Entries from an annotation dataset
◇ ◇ ◇ ◇ ◇ ◇ ◇

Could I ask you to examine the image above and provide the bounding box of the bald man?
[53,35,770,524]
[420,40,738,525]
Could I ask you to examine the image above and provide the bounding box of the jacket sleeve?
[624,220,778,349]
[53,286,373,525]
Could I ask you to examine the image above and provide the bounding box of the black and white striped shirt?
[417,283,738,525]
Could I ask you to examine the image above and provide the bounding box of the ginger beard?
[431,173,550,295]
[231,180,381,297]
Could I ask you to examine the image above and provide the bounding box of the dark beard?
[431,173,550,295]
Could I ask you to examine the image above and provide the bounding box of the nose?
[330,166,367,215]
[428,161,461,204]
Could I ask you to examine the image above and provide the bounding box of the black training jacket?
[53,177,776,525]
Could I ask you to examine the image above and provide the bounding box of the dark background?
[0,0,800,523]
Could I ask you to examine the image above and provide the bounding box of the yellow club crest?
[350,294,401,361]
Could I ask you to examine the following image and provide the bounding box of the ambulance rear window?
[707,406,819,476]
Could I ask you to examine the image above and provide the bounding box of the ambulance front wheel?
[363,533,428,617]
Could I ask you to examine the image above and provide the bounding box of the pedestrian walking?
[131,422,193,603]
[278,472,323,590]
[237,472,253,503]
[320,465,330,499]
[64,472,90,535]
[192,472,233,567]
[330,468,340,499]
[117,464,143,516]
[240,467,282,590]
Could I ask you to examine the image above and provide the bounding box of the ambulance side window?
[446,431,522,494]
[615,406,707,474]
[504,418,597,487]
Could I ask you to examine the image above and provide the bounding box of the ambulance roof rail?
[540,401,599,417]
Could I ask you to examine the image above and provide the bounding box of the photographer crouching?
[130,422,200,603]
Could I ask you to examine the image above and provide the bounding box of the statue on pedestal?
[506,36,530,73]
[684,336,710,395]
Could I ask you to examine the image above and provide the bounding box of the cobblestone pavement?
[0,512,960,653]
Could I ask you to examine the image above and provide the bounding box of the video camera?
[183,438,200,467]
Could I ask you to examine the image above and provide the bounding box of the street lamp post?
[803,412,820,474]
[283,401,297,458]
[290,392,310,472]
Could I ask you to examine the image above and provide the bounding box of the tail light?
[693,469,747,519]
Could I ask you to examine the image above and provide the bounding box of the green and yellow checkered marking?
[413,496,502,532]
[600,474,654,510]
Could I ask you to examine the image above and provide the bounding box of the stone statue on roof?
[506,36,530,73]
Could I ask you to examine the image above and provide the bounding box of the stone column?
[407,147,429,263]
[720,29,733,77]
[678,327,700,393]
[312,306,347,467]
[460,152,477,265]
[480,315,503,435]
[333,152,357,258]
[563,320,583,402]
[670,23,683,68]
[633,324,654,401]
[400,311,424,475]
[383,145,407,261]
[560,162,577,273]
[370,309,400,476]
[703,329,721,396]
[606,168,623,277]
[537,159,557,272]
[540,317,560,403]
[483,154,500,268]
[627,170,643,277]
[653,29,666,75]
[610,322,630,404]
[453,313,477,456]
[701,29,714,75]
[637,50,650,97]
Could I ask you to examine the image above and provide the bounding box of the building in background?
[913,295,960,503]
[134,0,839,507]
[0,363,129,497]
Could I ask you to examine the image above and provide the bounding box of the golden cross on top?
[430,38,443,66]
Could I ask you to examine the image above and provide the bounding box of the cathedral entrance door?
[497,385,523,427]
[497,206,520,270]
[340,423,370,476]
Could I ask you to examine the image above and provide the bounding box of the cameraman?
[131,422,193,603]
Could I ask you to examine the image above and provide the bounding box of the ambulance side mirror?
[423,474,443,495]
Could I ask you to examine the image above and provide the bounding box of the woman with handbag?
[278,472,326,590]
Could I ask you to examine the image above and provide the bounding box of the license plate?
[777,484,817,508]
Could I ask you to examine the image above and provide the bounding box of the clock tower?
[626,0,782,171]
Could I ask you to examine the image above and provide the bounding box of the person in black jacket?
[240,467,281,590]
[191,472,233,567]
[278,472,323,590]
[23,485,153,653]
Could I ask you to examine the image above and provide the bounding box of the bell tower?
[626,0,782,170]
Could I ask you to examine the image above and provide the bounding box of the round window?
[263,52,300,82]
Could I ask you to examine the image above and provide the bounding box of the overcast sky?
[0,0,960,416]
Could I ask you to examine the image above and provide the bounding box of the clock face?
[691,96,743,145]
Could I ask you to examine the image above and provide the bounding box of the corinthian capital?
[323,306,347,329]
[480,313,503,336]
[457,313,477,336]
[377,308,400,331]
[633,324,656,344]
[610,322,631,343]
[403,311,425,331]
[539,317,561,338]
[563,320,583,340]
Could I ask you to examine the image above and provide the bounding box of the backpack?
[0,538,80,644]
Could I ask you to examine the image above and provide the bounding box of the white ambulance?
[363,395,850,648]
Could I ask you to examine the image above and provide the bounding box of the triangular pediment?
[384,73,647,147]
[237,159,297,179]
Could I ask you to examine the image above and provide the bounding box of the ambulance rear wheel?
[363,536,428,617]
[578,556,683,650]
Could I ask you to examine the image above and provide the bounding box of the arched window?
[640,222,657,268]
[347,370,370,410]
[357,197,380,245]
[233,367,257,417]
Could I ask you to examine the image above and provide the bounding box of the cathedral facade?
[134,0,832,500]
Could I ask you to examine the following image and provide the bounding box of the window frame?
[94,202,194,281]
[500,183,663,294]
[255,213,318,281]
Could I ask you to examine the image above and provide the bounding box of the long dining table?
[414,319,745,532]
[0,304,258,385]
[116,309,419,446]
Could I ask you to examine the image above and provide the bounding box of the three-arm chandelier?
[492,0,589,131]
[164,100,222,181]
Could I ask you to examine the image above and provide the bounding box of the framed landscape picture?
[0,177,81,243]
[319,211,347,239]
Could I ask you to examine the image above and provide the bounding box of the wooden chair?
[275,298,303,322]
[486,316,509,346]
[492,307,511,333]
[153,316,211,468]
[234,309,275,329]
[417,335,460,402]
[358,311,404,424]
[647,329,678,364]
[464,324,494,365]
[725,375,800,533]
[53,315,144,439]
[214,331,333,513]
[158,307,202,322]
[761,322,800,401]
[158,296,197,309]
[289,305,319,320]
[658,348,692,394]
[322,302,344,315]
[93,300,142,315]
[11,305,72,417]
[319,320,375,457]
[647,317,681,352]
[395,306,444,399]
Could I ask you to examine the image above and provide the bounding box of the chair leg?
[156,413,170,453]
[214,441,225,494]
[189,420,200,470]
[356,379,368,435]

◇ ◇ ◇ ◇ ◇ ◇ ◇

• Set task: Rewrite every record above with "enclosing rectangle" substituted for "bounding box", leaving all other text as it is.

• Complete answer:
Could I ask you to examine the image above and provide the enclosing rectangle of the bald man?
[53,35,770,524]
[420,40,738,525]
Could I ask you to examine the image above and provide the enclosing rectangle of the jacket sleeve?
[624,220,778,349]
[53,286,373,525]
Could I ask you to examine the image above and provide the enclosing rectangle of the black and white striped shirt?
[417,283,738,525]
Could I ask you to examine the image above and provide the enclosing rectangle of the ginger beard?
[431,173,550,295]
[231,180,381,297]
Could I ask you to examine the image above and provide the enclosing rectangle of the dark beard?
[431,173,550,295]
Could I ask you to examine the image above and provide the enclosing rectangle of the nose?
[330,166,367,215]
[428,161,461,204]
Could I ask you to examine the image above and provide the enclosing rectangle of the black training jacket?
[53,177,776,525]
Could I ask you to examine the image above and provide the enclosing rectangle of the dark background?
[0,0,800,523]
Could I ask you to examine the image above and provide the enclosing rectangle of the yellow club crest?
[350,294,401,361]
Could I ask you to examine the following image and provide the enclosing rectangle of the ambulance rear window?
[707,406,819,476]
Could I ask you to examine the image above and provide the enclosing rectangle of the ambulance front wheel?
[363,533,428,617]
Could I ask you to examine the image above and provide the enclosing rectangle of the pedestrian walking?
[131,422,193,603]
[278,472,323,590]
[237,472,253,503]
[320,465,330,499]
[64,472,90,535]
[192,472,233,567]
[330,468,340,499]
[117,464,143,516]
[240,467,282,590]
Could I ask you to examine the image above and provide the enclosing rectangle of the ambulance side window?
[446,431,522,494]
[615,406,707,474]
[504,418,597,487]
Could I ask you to examine the image above and provide the enclosing rectangle of the ambulance roof rail?
[540,401,599,417]
Could I ask you to examine the image above and provide the enclosing rectangle of the photographer crouching?
[130,422,200,603]
Could I ask you to examine the image above and provide the enclosing rectangle of the statue on pedestal?
[506,36,530,73]
[684,336,710,395]
Could I ask you to examine the image above and provide the enclosing rectangle of the cobblestone pavement?
[0,512,960,653]
Could I ask you to examine the image above and provide the enclosing rectangle of the video camera?
[183,438,200,467]
Could I ask you to examine the image above and provide the enclosing rectangle of the street lamp post?
[803,412,820,474]
[283,401,297,458]
[290,392,310,472]
Could I ask you to examine the image above and provide the enclosing rectangle of the tail light?
[693,469,747,519]
Could I ask you to examine the image above and provide the enclosing rectangle of the green and yellow checkered marking?
[413,496,502,532]
[600,474,654,510]
Could I ask you to examine the image above and provide the enclosing rectangle of the stone statue on roof?
[506,36,530,73]
Could I ask you to examine the image above and provide the enclosing rectangle of the stone column?
[407,147,429,263]
[720,29,733,77]
[678,327,700,393]
[312,306,347,467]
[460,152,477,265]
[480,315,503,435]
[333,152,357,258]
[563,320,583,402]
[670,23,683,68]
[633,324,654,401]
[400,311,424,475]
[383,145,407,261]
[560,162,577,273]
[370,309,400,476]
[703,329,721,396]
[606,168,623,277]
[537,159,557,272]
[540,317,560,403]
[483,154,500,268]
[627,170,643,277]
[653,29,666,75]
[610,322,630,404]
[453,313,477,456]
[701,29,714,75]
[637,50,650,97]
Could I ask you to examine the image above and provide the enclosing rectangle of the building in background?
[913,295,960,503]
[134,0,839,507]
[0,363,129,497]
Could I ask you to examine the image above and provide the enclosing rectangle of the golden cross on top?
[430,38,443,66]
Could I ask you to examine the image above and provide the enclosing rectangle of the cathedral entrance door?
[497,385,523,427]
[497,206,520,270]
[340,423,370,476]
Could I ask you to examine the image above and provide the enclosing rectangle of the cameraman?
[131,422,193,603]
Could I ask you to examine the image above and provide the enclosing rectangle of the ambulance side mirror?
[423,474,443,495]
Could I ask you to examine the image above and provide the enclosing rectangle of the woman with handbag?
[278,472,326,590]
Could I ask you to examine the image above and provide the enclosing rectangle of the license plate?
[777,484,817,508]
Could I ask you to examine the image above and provide the enclosing rectangle of the clock tower?
[626,0,782,171]
Could I ask you to examine the image above and provide the enclosing rectangle of the person in black jacket?
[240,467,281,590]
[191,472,233,567]
[278,472,323,590]
[23,485,153,653]
Could I ask you to examine the image above and provide the enclosing rectangle of the bell tower?
[626,0,782,170]
Could I ask you to examine the image above and provide the enclosing rectangle of the round window?
[263,52,300,82]
Could I ask you to examine the image above and provide the enclosing rectangle of the overcast sky?
[0,0,960,416]
Could I ask you to examine the image above and provide the enclosing rectangle of the clock face?
[691,96,743,145]
Could I ask you to examine the image above and provide the enclosing rectangle of the corinthian capital?
[323,306,347,329]
[480,313,503,336]
[457,313,477,336]
[377,308,400,331]
[633,324,656,344]
[610,322,631,343]
[403,311,425,331]
[539,317,561,338]
[563,320,583,340]
Could I ask you to examine the image above and provide the enclosing rectangle of the backpack?
[0,538,80,644]
Could I ask you to examine the image above and provide the enclosing rectangle of the white ambulance?
[363,395,850,648]
Could I ask you to examine the image above and provide the enclosing rectangle of the triangular pediment?
[384,73,647,147]
[237,159,297,179]
Could I ask you to examine the image above and provide the enclosing rectangle of the ambulance rear wheel?
[363,536,428,617]
[578,556,683,650]
Could I ask you to examine the image above and provide the enclosing rectangle of the arched window?
[640,222,657,268]
[347,370,370,410]
[357,197,380,245]
[233,367,257,417]
Could I ask you to examine the image above and provide the enclosing rectangle of the cathedral facade?
[134,0,832,500]
Could I ask you to examine the following image and provide the enclosing rectangle of the window frame?
[94,202,194,281]
[500,183,663,294]
[255,213,318,281]
Could I ask you to examine the image above and provide the enclosing rectangle of the long dining table?
[414,319,745,532]
[0,304,258,385]
[116,309,419,446]
Could I ask you to examine the image above and provide the enclosing rectangle of the three-arm chandelier?
[492,0,589,131]
[164,100,222,181]
Could I ask you to examine the image above and provide the enclosing rectangle of the framed landscape picture?
[0,177,81,243]
[319,211,347,239]
Could I ask you to examine the image above and provide the enclosing rectangle of the wooden chair?
[275,298,303,322]
[486,316,509,346]
[492,307,511,333]
[153,316,211,468]
[234,309,275,329]
[417,335,460,402]
[358,311,404,424]
[647,329,678,364]
[464,324,494,365]
[725,375,800,533]
[53,315,144,439]
[214,331,333,513]
[158,307,202,322]
[761,322,800,401]
[158,296,197,309]
[289,305,319,320]
[658,348,692,394]
[322,302,344,315]
[93,300,142,315]
[11,305,72,417]
[319,320,375,457]
[647,317,681,352]
[395,306,444,399]
Could I ask you to examine the image above and provide the enclosing rectangle of the chair leg?
[156,413,170,453]
[214,441,225,494]
[189,420,200,470]
[356,379,368,435]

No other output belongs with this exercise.